» **WRITTEN EXERCISE**: Count how many lines of the material contain the word "countertop". Give only the number.

(Annotated coordinate records)
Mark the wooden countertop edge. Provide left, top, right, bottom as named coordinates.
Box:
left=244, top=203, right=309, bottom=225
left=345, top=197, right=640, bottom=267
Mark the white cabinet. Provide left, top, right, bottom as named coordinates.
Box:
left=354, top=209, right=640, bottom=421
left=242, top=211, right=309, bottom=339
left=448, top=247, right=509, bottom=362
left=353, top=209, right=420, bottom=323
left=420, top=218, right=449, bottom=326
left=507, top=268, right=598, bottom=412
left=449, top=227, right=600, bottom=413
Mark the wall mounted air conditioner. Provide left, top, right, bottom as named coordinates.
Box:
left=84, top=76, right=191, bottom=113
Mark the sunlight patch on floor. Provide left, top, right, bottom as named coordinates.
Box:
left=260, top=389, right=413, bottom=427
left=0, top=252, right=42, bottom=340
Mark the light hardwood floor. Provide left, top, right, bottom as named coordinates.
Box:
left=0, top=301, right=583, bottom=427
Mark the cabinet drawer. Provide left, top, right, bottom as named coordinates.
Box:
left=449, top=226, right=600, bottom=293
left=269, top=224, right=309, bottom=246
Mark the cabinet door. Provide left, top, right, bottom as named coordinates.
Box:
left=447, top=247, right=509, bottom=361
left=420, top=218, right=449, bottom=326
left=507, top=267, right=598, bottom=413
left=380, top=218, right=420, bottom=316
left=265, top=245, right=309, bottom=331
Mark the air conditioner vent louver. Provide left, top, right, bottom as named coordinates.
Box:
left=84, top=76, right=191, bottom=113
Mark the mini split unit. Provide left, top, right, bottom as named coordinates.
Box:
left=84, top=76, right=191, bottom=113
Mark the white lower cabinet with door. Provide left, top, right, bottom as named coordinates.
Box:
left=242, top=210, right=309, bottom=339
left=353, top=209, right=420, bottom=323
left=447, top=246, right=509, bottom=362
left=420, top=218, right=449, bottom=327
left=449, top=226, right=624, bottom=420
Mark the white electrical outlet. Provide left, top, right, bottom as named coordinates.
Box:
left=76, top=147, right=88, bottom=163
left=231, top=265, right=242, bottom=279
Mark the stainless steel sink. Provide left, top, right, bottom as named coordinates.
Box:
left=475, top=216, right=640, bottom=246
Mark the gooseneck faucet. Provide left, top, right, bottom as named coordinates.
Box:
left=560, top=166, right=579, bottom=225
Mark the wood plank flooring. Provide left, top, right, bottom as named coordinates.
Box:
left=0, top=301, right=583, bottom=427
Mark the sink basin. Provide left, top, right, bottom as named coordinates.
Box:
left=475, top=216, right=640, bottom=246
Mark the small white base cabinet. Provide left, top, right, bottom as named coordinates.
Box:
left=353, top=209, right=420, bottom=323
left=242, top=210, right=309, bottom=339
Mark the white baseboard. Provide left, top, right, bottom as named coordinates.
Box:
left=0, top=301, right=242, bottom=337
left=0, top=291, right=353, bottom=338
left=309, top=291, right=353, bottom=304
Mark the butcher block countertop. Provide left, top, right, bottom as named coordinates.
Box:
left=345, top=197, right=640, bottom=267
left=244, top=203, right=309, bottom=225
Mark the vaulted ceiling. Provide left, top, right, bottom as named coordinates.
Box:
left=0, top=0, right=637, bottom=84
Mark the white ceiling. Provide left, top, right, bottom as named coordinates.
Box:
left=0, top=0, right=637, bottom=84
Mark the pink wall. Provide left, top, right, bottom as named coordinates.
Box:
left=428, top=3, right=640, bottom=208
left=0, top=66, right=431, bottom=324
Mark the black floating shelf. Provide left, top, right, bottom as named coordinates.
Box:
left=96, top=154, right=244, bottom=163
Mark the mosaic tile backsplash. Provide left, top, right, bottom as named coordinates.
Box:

» **EXERCISE RESPONSE**: 2